Top of DATASET EXCERPTS

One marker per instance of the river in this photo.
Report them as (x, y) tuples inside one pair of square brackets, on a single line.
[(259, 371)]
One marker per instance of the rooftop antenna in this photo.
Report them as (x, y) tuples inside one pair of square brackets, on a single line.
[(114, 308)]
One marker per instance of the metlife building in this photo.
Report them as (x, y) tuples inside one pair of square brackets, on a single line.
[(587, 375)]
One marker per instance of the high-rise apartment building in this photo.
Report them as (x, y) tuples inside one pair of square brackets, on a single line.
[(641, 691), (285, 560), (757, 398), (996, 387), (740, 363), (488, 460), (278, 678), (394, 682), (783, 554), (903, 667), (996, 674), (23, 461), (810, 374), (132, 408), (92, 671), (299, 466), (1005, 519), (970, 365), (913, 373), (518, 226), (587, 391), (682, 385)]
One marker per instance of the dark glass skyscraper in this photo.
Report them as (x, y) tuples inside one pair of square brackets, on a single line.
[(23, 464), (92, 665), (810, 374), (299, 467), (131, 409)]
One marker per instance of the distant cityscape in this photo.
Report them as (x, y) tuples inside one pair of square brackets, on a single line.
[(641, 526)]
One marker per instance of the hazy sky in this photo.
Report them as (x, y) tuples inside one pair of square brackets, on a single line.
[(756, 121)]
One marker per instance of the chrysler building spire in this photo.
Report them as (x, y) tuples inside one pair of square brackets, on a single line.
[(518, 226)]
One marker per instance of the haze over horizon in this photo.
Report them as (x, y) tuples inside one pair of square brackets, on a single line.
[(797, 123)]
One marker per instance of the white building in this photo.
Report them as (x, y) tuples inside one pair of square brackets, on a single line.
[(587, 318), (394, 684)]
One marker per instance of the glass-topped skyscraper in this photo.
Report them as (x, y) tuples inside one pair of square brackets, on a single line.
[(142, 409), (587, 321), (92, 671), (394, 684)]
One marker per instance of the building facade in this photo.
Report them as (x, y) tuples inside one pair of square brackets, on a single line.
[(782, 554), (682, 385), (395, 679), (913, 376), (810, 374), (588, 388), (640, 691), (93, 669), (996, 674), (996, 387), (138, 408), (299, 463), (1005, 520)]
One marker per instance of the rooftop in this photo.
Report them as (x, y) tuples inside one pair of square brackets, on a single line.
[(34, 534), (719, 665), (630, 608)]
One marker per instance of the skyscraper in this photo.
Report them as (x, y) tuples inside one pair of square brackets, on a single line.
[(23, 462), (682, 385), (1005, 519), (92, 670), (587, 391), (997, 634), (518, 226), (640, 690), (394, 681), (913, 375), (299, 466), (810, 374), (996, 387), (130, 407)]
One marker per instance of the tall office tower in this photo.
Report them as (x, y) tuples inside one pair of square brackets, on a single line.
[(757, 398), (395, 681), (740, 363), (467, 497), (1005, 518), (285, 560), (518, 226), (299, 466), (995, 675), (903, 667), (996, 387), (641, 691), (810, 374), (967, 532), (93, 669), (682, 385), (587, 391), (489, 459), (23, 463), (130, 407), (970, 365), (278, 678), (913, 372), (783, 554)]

Bottom of DATASET EXCERPTS

Keep only the lines from the line with "One marker per instance of the tall" to the end of the records above, and repeat them exactly.

One marker per instance of the tall office tower in this photo.
Report them as (x, y) tuples inside one pair of square brackets, on a single line.
[(757, 398), (395, 681), (740, 363), (467, 497), (1005, 518), (285, 560), (518, 226), (299, 466), (995, 675), (903, 667), (996, 387), (641, 691), (810, 374), (967, 532), (93, 669), (682, 385), (587, 391), (489, 459), (23, 463), (130, 407), (970, 365), (278, 678), (913, 372), (783, 554)]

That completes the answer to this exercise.